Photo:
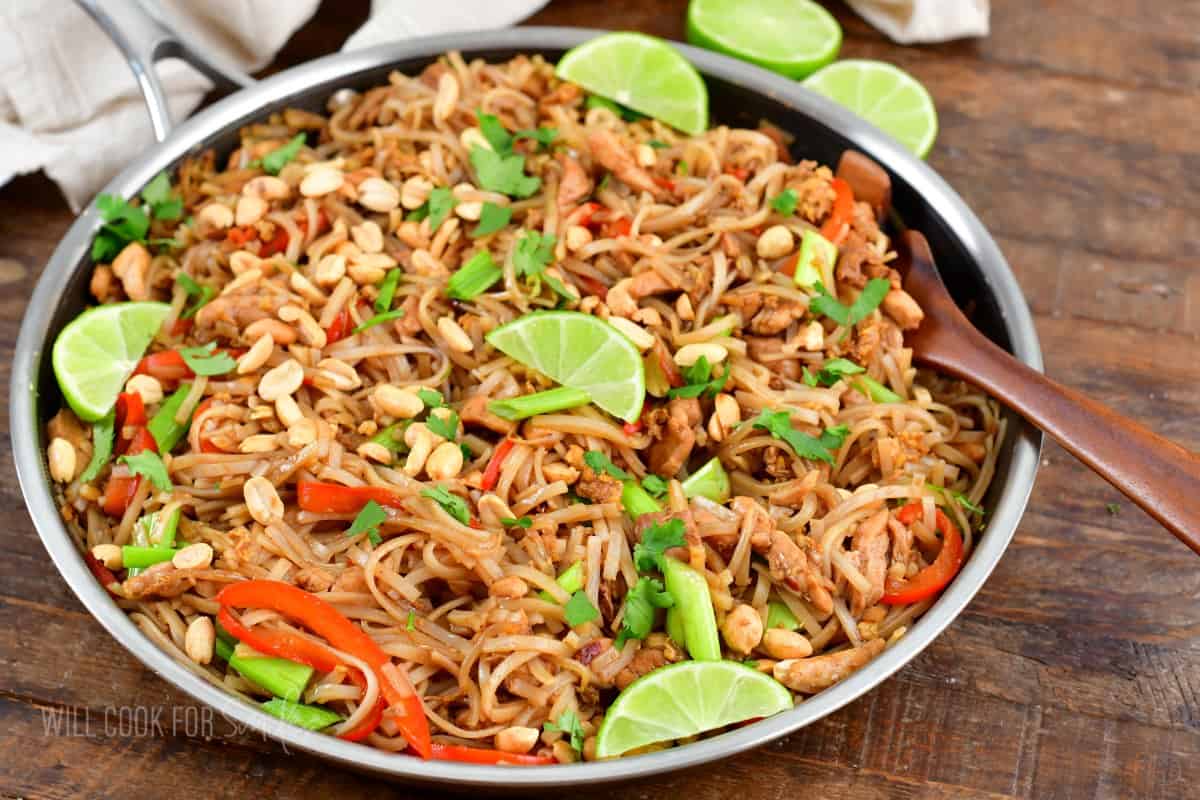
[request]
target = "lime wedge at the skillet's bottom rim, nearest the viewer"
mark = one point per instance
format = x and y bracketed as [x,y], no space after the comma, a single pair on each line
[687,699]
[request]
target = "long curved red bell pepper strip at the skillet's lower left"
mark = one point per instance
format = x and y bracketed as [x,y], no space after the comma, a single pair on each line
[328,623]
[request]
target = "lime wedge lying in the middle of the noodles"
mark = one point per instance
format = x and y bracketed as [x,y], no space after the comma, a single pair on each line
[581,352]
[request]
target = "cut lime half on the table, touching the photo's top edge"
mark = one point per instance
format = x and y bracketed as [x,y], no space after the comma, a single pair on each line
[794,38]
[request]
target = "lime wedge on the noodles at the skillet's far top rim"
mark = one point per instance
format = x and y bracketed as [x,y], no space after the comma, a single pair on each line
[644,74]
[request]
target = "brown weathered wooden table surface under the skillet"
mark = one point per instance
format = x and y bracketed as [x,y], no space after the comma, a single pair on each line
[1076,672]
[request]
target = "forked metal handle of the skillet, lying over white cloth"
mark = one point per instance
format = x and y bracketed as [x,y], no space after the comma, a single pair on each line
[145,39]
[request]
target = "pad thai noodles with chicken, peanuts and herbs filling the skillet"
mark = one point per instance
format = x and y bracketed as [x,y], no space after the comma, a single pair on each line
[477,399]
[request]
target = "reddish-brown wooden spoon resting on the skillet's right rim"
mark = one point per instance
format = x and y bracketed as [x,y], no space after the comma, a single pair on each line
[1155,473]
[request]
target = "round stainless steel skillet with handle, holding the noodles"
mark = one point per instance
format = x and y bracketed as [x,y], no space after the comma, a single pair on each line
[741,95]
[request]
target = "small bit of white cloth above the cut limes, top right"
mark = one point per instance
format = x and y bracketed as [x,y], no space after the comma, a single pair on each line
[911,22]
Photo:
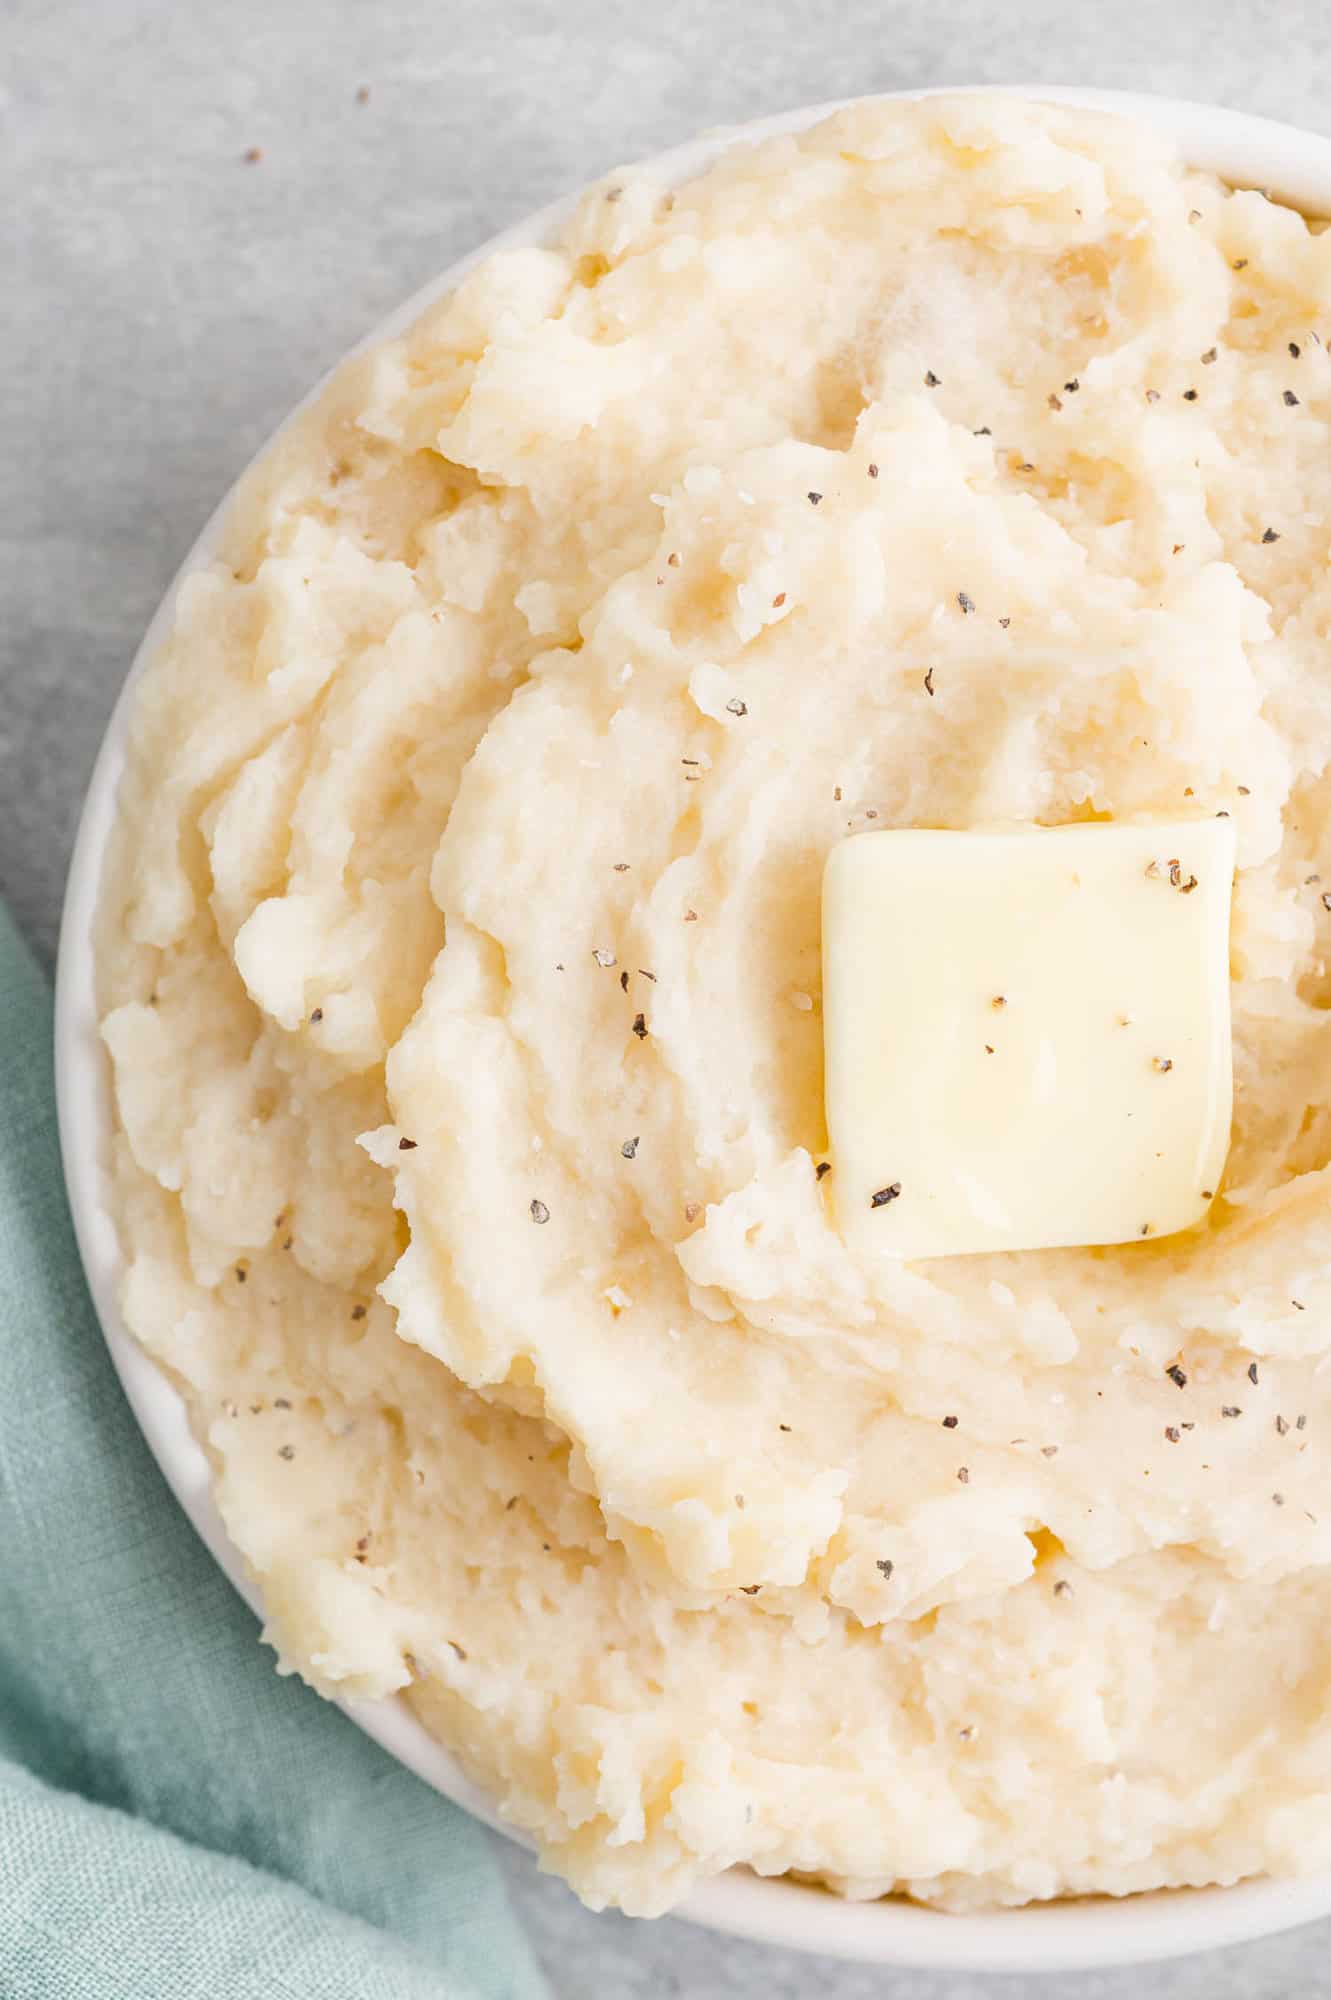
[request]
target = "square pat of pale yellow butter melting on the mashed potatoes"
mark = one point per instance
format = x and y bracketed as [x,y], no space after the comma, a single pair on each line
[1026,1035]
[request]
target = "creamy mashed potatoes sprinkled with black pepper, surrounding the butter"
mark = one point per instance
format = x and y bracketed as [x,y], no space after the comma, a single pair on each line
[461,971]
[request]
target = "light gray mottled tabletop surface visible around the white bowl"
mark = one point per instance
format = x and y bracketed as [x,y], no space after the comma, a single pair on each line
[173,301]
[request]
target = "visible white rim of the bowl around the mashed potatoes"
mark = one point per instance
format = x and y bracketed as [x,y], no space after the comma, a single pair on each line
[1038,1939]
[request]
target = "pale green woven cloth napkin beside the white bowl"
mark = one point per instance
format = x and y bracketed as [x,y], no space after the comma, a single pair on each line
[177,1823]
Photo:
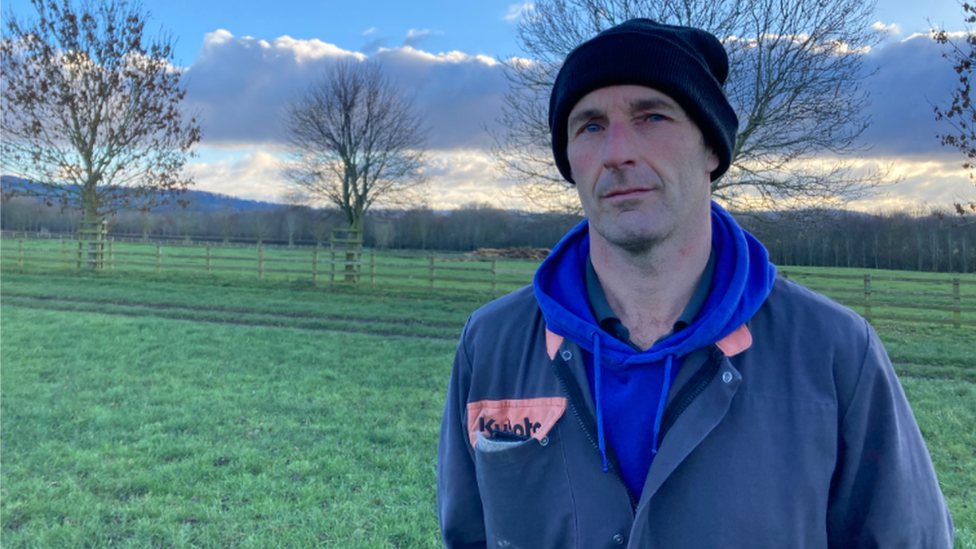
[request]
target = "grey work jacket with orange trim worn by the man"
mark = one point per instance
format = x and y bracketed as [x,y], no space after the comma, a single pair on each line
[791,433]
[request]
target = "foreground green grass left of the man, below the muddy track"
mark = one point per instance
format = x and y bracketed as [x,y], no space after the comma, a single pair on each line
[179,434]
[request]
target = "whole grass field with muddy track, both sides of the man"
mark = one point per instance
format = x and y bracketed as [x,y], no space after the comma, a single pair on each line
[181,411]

TASK DIRECTIONS
A faithful copy of every record is needed here. Leave the images out of it.

SOLVED PROBLEM
Photo:
[request]
target = "lime wedge at the skillet's bottom rim, nearest the viewer"
mark = one point per instance
format = x and y bracketed as [x,y], no space after the comma, a single pair on each line
[687,699]
[request]
target = "long curved red bell pepper strip at the skillet's lower left"
mark = one point per instance
format = x and y bracketed as [x,y], no space after the comma, a single pair on each line
[328,623]
[request]
target = "lime wedge lying in the middle of the noodles"
mark = one point per instance
format = x and y bracketed as [x,y], no space after the comma, a single pair on each line
[581,352]
[request]
target = "cut lime half on the table, touching the photo's top edge"
mark = one point per instance
format = x and y bracketed as [x,y], no space after the comma, a single pair on each line
[794,38]
[request]
target = "lime wedge on the noodles at the skillet's far top rim"
mark = one point per instance
format = x and y bracketed as [x,y], no space after the comma, a single pair on each line
[644,74]
[request]
target = "brown weathered wooden table surface under the skillet"
mark = one point per instance
format = x and y bracketed as [x,y], no space after the comma, a single pair on each line
[1076,672]
[request]
target = "forked metal handle of the skillet, lying over white cloth"
mark = one point per instance
format = x and y bracketed as [x,y], no space after the comma, a single pair on each line
[145,39]
[request]
target = "pad thai noodles with chicken, peanuts and herbs filling the skillet"
mark = one point per instance
format = x and y bracketed as [x,y], no space after the comma, a single pair on each line
[477,399]
[request]
target = "reddish-brown wooden spoon resting on the skillet's right rim"
mark = one point per instance
format = x and y bracketed as [x,y], no space after the comma, a single pair on each line
[1155,473]
[request]
target = "round stainless steel skillet with handle, holding the noodles"
mark = one point per instance
format = x and y bracketed as [x,y], no space after the comma, a single pair on each line
[741,95]
[request]
target = "small bit of white cloth above the cut limes, top right"
mark = one point per instance
format = x and y bracketed as [x,y], no space after the comma, a single pair on each line
[911,22]
Photo:
[request]
target = "square pat of pale yellow butter melting on the mashed potatoes"
mark = one point per instance
format = x and y bracketed as [x,y], no space after the comma, a single pair on each line
[1026,1035]
[request]
target = "creamy mashed potatoes sprinkled with black pepper, surrounding the butter"
mark = one point per instance
format = x and y bracketed as [x,y], no space after the comma, a single pair on each line
[461,971]
[request]
target = "light gray mottled tabletop surface visible around the white bowl"
mark = one point per instance
format = x and y bracketed as [x,y], no space after the comma, a single pair on each line
[173,301]
[request]
target = "visible white rim of the bowl around the mashed potatoes"
mark = one point per instance
format = x and y bracketed as [x,y], no space after the comma, a single pair on each line
[1038,1939]
[request]
target = "pale green woven cloth napkin beside the white bowl"
mark = one point per instance
format = x and y bracketed as [x,y], no space after the comma, a single pair on each line
[177,1823]
Photo:
[request]
target = "grey work jacket with orange trim worn by the man"
mark = one point per instance
format = x and y bracketed as [x,y], no space after the comma, a single pair on each line
[791,433]
[request]
target = "foreground green grass left of the man, below the muddy track"
mark = one point per instance
format = x and y bracketed as [x,y], no space after the comma, a single pair on each line
[179,434]
[request]
target = "whole grass field with muddy track, both sides of the man"
mark = one point per instance
format = x and y bracketed as [x,y], no space after the comma, a single pair on each line
[181,411]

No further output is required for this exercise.